## TEXTO PROPORCIONADO
A los que se empecinan en afirmar que los críticos teatrales españoles nos comemos a los niños crudos suelo recomendarles un paseo por la prensa anglosajona: predomina un muy alto nivel de excelencia, pero cuando se ponen bordes no hay quien les pare. Recuerdo una llamémosle crítica (aunque no a su autor, lástima) del fabuloso King Learinterpretado por Ian Holm en 1998, en el National londinense, donde el reseñista descalificaba su actuación con una argumentación delirante: tras ver al actor desnudo en la escena de la tormenta, consideraba que un rey tan escasamente dotado no podía haber engendrado tres hijas. (Holm tampoco lo ha olvidado).

La cosa viene de antiguo. William Hazlitt fue un finísimo y mesurado ensayista que cuando ejercía de crítico se convertía en un caníbal. En 1816 recibió el Falstaff de Stephen Kemble, el hermano menor (en edad y en talento) del gran John Kemble, con estas feroces palabras: “Las razones para que el señor Stephen Kemble interprete a Falstaff parecen ser las mismas que autorizan a Luis XVIII a ocupar plenamente el trono de Francia: está gordo y pertenece a una determinada familia”.

Estos días he releído con placer culpable No turn unstoned, la antología de las peores críticas (anglosajonas) compilada por Diana Rigg, que apareció en 1982, con escasa repercusión, pero en su reedición de 1991 se convirtió en libro de culto. El título es un casi intraducible juego de palabras de Bernard Shaw, que le da la vuelta a la expresión No stone unturned (sin piedra por remover) para aplicárselo a los críticos, que no dejarían, en versión libre, “ninguna función sin apedrear”.

[Parte de un archivo de datos]

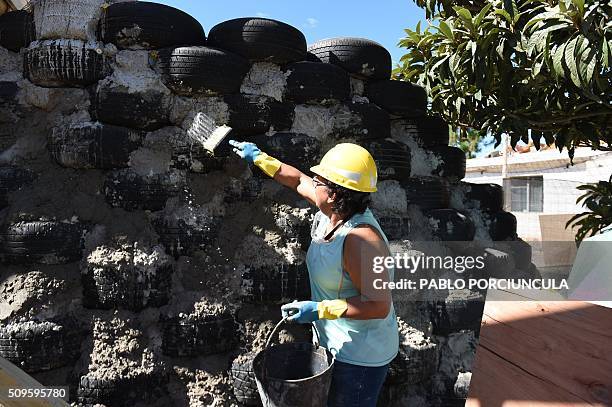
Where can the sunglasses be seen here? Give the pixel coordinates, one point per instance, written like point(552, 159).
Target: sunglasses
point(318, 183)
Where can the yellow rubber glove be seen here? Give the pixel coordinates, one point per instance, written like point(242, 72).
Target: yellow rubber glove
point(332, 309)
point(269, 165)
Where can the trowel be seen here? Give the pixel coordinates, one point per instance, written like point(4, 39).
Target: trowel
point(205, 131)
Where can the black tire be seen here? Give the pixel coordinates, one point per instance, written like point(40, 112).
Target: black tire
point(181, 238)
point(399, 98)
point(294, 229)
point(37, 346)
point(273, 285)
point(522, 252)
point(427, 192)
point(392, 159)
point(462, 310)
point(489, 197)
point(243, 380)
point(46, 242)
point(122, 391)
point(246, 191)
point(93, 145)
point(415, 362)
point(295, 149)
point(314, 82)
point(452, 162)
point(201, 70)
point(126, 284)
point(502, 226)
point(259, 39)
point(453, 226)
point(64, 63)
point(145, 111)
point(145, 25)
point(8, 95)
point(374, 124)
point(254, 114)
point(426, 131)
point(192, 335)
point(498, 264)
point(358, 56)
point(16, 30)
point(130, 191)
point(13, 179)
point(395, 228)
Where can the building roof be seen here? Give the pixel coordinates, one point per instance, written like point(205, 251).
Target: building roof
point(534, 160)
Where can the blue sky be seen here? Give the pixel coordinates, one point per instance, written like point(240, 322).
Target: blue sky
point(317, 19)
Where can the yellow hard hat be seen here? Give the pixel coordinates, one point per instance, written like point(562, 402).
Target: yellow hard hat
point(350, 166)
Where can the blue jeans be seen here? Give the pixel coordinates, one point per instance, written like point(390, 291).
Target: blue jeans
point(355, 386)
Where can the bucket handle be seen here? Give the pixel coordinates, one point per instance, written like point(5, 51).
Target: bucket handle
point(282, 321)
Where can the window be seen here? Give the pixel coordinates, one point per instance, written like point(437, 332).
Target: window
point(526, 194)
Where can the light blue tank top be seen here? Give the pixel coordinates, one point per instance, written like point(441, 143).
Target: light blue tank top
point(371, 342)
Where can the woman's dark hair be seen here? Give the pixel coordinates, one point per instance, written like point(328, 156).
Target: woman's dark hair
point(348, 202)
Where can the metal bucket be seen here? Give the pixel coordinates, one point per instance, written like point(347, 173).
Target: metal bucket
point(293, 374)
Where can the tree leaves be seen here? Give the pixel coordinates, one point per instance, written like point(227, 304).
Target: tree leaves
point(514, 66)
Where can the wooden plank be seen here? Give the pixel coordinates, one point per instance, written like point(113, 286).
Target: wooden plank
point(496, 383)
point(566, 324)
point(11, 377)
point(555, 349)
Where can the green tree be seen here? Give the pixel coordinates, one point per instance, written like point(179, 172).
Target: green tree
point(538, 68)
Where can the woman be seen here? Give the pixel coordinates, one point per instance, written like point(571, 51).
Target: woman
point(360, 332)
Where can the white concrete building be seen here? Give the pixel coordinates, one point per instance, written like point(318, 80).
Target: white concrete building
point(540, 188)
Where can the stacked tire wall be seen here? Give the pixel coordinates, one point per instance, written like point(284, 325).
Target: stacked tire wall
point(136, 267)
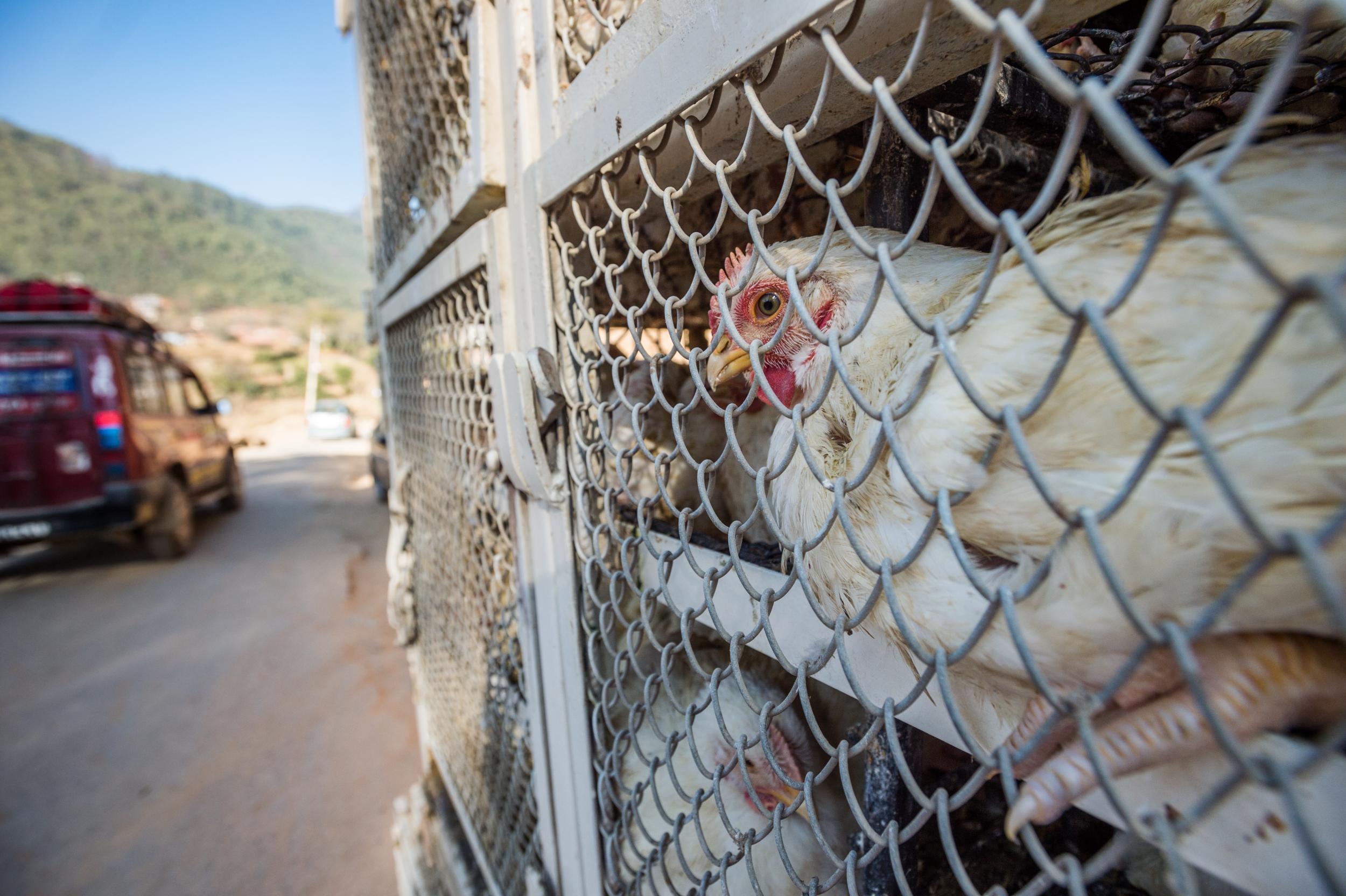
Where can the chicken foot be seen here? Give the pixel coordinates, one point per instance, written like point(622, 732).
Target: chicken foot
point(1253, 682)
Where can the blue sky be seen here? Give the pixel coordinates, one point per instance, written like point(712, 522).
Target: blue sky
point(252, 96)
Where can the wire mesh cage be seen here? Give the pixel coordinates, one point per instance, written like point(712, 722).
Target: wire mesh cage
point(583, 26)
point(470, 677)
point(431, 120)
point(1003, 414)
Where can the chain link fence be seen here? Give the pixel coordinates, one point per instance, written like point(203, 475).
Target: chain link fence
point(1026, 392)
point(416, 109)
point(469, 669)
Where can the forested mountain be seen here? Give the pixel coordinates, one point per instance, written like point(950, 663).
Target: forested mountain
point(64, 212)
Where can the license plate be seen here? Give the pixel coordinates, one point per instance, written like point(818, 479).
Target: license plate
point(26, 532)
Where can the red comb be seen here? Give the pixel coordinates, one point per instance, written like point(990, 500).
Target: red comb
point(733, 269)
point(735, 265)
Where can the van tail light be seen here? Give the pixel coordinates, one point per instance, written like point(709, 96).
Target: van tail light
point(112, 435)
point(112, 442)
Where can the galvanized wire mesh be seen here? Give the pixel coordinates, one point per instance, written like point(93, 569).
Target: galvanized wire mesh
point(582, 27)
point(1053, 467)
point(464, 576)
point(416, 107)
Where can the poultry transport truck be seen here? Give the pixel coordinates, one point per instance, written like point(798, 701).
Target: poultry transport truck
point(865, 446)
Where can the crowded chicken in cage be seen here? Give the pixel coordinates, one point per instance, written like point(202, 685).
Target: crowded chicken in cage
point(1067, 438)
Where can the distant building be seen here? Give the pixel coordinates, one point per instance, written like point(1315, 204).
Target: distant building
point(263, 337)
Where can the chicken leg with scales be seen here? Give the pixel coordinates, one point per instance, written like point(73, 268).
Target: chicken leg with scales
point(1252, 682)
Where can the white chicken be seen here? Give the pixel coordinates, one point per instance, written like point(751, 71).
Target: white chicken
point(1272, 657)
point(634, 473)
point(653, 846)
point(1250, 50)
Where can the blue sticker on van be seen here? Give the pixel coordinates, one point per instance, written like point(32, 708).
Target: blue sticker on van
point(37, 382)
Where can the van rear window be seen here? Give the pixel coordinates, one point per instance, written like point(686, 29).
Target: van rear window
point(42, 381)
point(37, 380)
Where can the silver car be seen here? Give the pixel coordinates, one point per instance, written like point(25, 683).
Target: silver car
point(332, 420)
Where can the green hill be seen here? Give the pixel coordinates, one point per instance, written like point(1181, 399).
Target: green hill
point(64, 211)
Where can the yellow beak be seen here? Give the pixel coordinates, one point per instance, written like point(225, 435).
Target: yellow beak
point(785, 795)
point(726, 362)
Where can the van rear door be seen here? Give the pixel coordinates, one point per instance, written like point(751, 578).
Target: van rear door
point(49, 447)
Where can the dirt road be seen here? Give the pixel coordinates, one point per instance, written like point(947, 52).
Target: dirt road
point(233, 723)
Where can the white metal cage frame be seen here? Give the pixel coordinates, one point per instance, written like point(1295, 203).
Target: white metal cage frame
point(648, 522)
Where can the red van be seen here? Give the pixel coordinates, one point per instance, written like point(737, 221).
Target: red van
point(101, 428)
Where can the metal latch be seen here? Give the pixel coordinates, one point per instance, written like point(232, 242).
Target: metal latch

## TAREA
Según el texto sobre la crítica teatral, ¿en qué año apareció por primera vez la antología de las peores críticas compilada por Diana Rigg?

## RESPUESTA
En 1982.